- _Exercise goal_: The lines below starting at the line containing "Spot the shirt" and ending at the line containing "Spot the young" are to be repeated exactly, with both ends kept and nothing else added.

- _Raw data_:
╭──

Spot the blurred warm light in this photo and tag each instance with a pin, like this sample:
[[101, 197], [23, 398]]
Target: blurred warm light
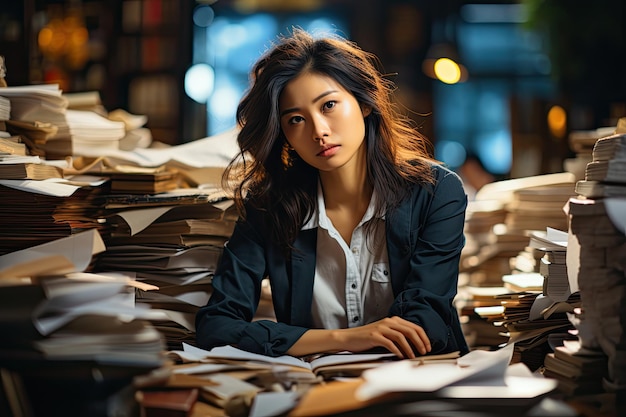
[[557, 121], [65, 41], [447, 71], [442, 63]]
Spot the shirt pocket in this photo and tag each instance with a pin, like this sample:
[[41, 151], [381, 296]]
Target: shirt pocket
[[380, 286]]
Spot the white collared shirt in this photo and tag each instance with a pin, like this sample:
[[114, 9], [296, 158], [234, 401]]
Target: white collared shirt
[[352, 283]]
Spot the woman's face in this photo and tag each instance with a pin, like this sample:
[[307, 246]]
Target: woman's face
[[323, 122]]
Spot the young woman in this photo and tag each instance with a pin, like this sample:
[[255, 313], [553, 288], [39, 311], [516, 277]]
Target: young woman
[[358, 230]]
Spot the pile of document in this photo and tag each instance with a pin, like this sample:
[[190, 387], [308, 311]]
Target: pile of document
[[605, 175], [93, 134], [600, 239], [373, 384], [38, 112], [173, 241]]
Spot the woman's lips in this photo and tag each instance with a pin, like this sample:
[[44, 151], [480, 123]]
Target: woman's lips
[[328, 151]]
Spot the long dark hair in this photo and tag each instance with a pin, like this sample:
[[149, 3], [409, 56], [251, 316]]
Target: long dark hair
[[398, 155]]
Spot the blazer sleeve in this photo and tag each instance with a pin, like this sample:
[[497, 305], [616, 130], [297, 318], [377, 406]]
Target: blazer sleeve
[[227, 317], [436, 239]]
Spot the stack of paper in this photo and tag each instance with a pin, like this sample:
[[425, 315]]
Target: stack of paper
[[598, 238], [605, 174], [535, 208], [5, 114], [173, 241], [578, 370], [33, 105], [29, 167], [35, 212], [92, 134]]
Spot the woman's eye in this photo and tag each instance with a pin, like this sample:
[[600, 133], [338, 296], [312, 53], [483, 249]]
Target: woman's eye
[[295, 119], [329, 105]]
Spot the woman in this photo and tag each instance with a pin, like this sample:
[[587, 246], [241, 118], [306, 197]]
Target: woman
[[358, 230]]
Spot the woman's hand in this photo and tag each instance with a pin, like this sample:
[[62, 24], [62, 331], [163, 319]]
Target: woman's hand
[[401, 337]]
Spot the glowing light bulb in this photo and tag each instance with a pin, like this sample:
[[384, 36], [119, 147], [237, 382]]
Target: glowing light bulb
[[447, 71]]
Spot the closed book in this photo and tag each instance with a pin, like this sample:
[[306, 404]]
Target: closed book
[[29, 171], [167, 402]]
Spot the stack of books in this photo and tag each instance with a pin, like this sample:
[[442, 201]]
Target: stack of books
[[146, 181], [38, 112], [93, 134], [37, 212], [71, 338], [172, 241], [5, 114], [605, 175], [598, 228], [578, 370]]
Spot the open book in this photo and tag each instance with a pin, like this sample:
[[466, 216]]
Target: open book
[[325, 366]]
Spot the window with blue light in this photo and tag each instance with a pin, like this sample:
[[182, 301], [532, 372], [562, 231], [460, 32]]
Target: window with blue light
[[226, 47], [504, 60]]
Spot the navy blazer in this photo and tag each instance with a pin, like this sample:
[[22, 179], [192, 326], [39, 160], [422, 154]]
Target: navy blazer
[[424, 242]]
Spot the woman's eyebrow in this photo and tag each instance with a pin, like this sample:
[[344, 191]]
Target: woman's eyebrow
[[294, 109]]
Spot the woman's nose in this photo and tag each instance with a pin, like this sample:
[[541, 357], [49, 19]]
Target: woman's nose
[[321, 129]]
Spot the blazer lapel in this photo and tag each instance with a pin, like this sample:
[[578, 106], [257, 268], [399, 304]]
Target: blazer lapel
[[398, 230], [302, 276]]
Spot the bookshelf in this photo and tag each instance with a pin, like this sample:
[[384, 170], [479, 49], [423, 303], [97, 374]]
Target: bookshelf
[[151, 52]]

╰──

- _Solved problem_:
Spot the shirt pocket in this photo and tag each instance with a pin, like this sample:
[[41, 151], [381, 296]]
Target: shirt pocket
[[380, 286]]
Spot the white collared shirt in this photo and tag each instance with a pin, like this sample:
[[114, 9], [296, 158], [234, 401]]
Target: white collared shirt
[[352, 283]]
Spot the woman's face in this photo and tag each instance with a pin, like this sample:
[[307, 246]]
Target: woman's face
[[323, 122]]
Spot the young woman in this photo and tag each instance with a pin, like this sample:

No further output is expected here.